Source passage –
————————
Essential fatty acids (EFAs) are another link. Omega-3 fatty acids have been shown to alleviate depression. The balance of omega-3 and omega-6 fatty acids is important in maintaining healthy cell membranes. Given that the brain is 40% fat, we can’t ignore the role of EFAs.
SAMe has become a popular natural treatment for serotonin-related depression. SAMe, a variant of the amino acid methionine, is a cofactor in the biochemical chain that produces serotonin.
St. John’s Wort, an herb, has been found to be helpful in treating depression. There are a number of theories about how it works, and that research goes on.
Many people ask why L-tyrosine is recommended to raise norepinephrine levels, instead of using the amino acid L-phenylalanine. Phenylalanine turns into L-tyrosine and will raise norepinephrine levels, but one should first go the L-tyrosine route, along with the needed cofactors, for a couple of months. If you are still depressed, or improving but still have a way to go, then add L-phenylalanine. Phenylalanine can raise blood pressure, so it’s not a first line treatment.
Let’s summarize the initial supplements for treating depression:
1) L-tyrosine, L-tryptophan or both - depending on what the lab data indicates. 2) P-5-P, 3) B complex, 4) multivitamin, 5) multi-mineral, 6) magnesium, which needs to be taken with calcium to keep the two in balance, 7) Vitamin C, and 8) sublingual B12.
The Anxiety-Depression Connection
Many depressed people also feel anxious. For many people, correcting norepinephrine and serotonin will alleviate depression and anxiety. However, if anxiety persists, supplementing with GABA, up to 4 grams a day, is recommended. If GABA is helping you, do not think that more is better. At high doses GABA produces anxiety, rather than alleviating it.
————————
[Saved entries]
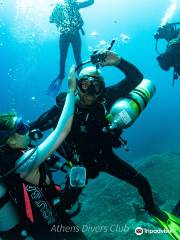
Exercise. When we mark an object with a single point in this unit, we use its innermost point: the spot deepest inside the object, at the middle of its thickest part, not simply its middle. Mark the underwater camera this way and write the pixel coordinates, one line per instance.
(100, 56)
(97, 57)
(167, 31)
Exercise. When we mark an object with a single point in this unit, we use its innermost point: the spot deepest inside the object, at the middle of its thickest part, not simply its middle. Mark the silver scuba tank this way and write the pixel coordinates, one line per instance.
(125, 110)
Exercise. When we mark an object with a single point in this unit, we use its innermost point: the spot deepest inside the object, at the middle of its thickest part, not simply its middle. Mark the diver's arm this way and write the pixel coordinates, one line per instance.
(132, 80)
(54, 14)
(85, 3)
(52, 142)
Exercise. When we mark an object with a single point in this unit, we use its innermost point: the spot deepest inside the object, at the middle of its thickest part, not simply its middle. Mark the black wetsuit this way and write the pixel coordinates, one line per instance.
(70, 35)
(171, 58)
(35, 205)
(95, 149)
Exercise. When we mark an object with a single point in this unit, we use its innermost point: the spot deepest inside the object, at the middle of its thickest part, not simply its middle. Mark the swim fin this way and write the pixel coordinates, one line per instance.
(172, 225)
(176, 210)
(54, 87)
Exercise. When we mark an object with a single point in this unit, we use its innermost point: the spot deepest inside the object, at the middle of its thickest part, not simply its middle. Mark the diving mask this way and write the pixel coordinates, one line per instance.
(78, 177)
(91, 85)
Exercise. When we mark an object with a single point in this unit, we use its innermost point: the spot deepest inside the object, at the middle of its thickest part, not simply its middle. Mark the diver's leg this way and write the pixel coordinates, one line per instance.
(64, 42)
(122, 170)
(76, 45)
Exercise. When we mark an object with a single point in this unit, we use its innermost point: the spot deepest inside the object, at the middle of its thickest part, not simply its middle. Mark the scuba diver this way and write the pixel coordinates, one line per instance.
(88, 144)
(171, 57)
(28, 195)
(69, 23)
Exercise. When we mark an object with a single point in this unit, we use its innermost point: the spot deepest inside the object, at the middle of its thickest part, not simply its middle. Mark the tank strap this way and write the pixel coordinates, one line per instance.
(4, 199)
(28, 207)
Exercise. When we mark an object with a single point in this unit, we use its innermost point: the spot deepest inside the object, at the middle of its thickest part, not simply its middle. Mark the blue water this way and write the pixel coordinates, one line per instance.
(29, 57)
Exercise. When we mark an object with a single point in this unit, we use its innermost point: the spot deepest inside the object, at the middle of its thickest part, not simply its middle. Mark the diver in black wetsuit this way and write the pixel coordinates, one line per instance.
(28, 195)
(69, 23)
(87, 144)
(171, 57)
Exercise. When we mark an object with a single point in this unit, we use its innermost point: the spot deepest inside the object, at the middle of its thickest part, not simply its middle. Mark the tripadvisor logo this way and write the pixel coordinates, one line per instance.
(139, 231)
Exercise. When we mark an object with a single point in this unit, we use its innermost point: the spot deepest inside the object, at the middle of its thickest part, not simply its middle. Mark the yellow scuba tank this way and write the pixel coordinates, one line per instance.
(125, 110)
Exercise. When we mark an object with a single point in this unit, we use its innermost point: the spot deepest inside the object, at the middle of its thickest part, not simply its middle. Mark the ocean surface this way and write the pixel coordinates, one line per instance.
(29, 61)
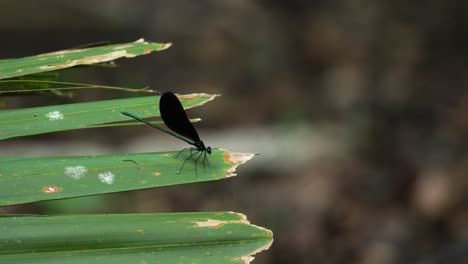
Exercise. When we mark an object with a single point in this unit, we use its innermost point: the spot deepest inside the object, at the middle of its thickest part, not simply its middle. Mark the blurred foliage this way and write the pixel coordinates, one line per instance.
(385, 79)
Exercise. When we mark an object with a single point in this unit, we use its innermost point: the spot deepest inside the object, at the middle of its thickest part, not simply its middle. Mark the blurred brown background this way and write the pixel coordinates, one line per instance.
(359, 110)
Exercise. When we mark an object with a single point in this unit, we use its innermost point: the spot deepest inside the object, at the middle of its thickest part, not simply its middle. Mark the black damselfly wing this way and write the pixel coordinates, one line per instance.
(175, 118)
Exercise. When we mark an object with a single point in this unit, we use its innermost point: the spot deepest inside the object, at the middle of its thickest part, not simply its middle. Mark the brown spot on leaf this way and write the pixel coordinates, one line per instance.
(51, 189)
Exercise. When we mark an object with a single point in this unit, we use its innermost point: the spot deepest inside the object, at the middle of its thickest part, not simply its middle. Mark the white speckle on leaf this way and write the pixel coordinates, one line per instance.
(106, 177)
(76, 172)
(54, 115)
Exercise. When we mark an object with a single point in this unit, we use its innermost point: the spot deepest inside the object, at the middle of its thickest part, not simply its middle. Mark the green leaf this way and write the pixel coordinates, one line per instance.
(217, 237)
(31, 179)
(69, 58)
(38, 120)
(30, 85)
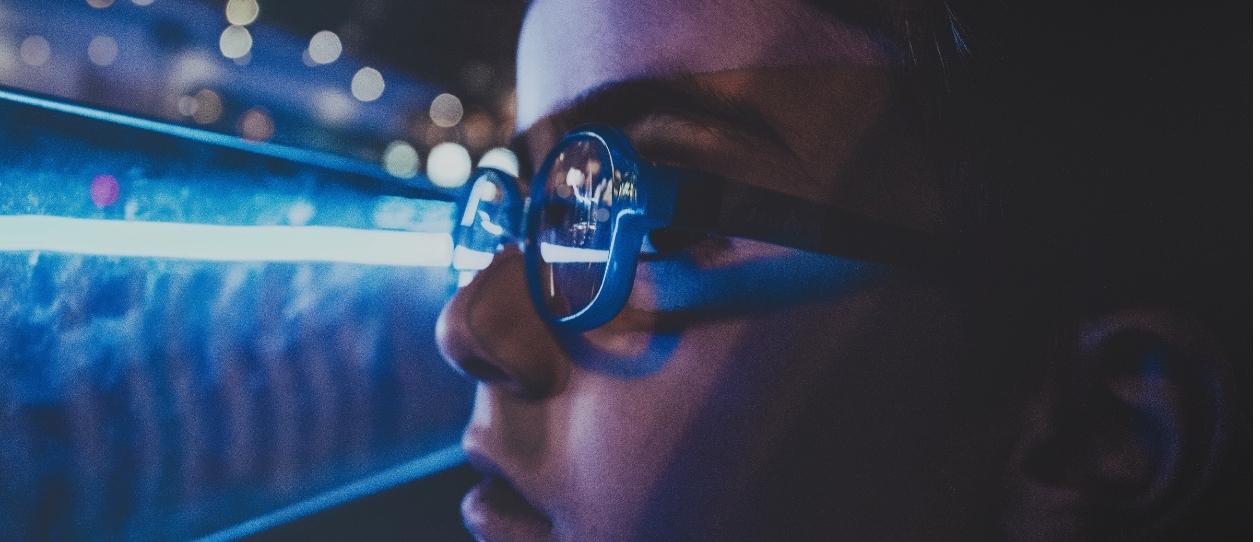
————————
What you will do –
(a) According to the passage on depression supplements, how much of the brain is fat?
(b) Edit the passage on depression supplements, copying everything from "The Anxiety-Depression Connection" down to "than alleviating it." with "GABA" changed to "gamma-aminobutyric acid".
(c) Say whether each statement agrees with the passage on depression supplements: (i) St. John's Wort is an herb. (ii) Phenylalanine is a first line treatment. (iii) Magnesium should be taken with calcium.

Solutions for each task –
(a) 40%

(b)
The Anxiety-Depression Connection
Many depressed people also feel anxious. For many people, correcting norepinephrine and serotonin will alleviate depression and anxiety. However, if anxiety persists, supplementing with gamma-aminobutyric acid, up to 4 grams a day, is recommended. If gamma-aminobutyric acid is helping you, do not think that more is better. At high doses gamma-aminobutyric acid produces anxiety, rather than alleviating it.

(c)
(i) Yes: "St. John’s Wort, an herb"
(ii) No: "Phenylalanine can raise blood pressure, so it’s not a first line treatment."
(iii) Yes: "magnesium, which needs to be taken with calcium to keep the two in balance"